▶ **Work to do**
Only the lines from the one containing "If you could locate the white flower" through the end of the entries should be repeated, exactly as they appear, first and last included.

▶ **Available data**
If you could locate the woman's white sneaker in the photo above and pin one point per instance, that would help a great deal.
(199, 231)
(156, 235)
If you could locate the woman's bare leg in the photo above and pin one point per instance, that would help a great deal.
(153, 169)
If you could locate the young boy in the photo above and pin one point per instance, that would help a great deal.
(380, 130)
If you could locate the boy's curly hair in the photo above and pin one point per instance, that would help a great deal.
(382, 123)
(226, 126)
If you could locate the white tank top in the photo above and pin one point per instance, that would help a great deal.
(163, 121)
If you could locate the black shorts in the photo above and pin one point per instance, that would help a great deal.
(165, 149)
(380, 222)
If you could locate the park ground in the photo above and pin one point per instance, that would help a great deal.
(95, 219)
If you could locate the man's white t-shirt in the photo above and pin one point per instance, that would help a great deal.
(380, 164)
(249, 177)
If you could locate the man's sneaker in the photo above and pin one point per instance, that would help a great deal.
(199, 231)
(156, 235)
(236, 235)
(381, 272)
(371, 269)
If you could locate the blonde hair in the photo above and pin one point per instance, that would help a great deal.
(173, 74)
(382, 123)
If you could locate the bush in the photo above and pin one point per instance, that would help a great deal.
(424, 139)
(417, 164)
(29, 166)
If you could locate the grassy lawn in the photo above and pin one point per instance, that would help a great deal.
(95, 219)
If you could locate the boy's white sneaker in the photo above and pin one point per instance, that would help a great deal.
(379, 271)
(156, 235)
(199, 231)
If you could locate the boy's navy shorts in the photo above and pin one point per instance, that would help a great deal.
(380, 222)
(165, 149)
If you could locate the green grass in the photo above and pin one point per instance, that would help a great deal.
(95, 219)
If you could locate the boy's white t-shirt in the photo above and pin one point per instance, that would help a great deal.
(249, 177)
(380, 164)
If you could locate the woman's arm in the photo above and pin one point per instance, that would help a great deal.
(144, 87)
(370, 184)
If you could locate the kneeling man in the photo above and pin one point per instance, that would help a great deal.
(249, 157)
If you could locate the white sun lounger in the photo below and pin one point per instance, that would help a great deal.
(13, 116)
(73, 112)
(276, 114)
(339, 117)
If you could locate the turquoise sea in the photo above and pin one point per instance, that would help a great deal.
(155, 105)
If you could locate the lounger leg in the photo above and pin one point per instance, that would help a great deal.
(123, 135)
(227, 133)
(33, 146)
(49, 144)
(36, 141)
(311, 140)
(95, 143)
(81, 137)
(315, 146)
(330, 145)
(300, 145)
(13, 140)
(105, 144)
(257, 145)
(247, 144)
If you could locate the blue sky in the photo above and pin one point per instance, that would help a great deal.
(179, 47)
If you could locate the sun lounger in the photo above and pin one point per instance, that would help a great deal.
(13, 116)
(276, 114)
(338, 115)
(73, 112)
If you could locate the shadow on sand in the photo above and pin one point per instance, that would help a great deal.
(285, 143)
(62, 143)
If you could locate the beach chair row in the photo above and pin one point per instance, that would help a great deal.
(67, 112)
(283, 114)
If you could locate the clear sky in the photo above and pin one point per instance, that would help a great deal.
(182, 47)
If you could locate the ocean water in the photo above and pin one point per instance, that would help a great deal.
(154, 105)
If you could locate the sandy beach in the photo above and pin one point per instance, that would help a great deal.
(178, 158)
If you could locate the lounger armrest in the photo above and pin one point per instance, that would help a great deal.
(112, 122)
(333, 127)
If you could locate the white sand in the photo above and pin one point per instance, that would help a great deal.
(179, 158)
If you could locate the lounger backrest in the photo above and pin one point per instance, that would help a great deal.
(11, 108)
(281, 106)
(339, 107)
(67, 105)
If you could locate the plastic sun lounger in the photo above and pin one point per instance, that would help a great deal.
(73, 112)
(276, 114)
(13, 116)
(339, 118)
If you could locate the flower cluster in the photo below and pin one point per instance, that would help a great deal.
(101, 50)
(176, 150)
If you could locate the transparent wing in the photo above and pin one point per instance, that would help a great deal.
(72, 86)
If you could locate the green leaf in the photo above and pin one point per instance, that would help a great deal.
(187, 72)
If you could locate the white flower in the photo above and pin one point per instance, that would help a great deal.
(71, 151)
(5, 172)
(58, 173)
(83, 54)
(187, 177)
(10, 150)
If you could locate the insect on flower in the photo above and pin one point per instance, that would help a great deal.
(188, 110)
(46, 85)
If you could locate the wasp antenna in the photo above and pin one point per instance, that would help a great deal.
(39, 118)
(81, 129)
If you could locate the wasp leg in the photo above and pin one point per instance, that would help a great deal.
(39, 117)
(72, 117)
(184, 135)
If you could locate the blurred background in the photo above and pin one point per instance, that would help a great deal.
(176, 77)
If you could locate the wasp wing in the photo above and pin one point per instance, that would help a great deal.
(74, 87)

▶ **Correct result**
If you could locate the white flower in the photo above and pin one point per instance, that would help a great deal.
(71, 151)
(5, 172)
(58, 173)
(83, 54)
(187, 177)
(10, 150)
If you could locate the insect on flower in the photo above and pin one point per instance, that would help a great deal.
(188, 110)
(46, 85)
If you could locate the wasp antenna in the photo above and pin one point per instance, that would help a great deal.
(39, 118)
(81, 129)
If you could locate the wasp leg in the photo above and pin one point per instance, that would help a great deal.
(39, 117)
(72, 117)
(184, 135)
If you could locate the blurred background in the photo above and pin one point per instance, that would help a great deal.
(176, 77)
If you could locate the wasp wing in the photo above and pin one point per instance, that would help a great deal.
(74, 87)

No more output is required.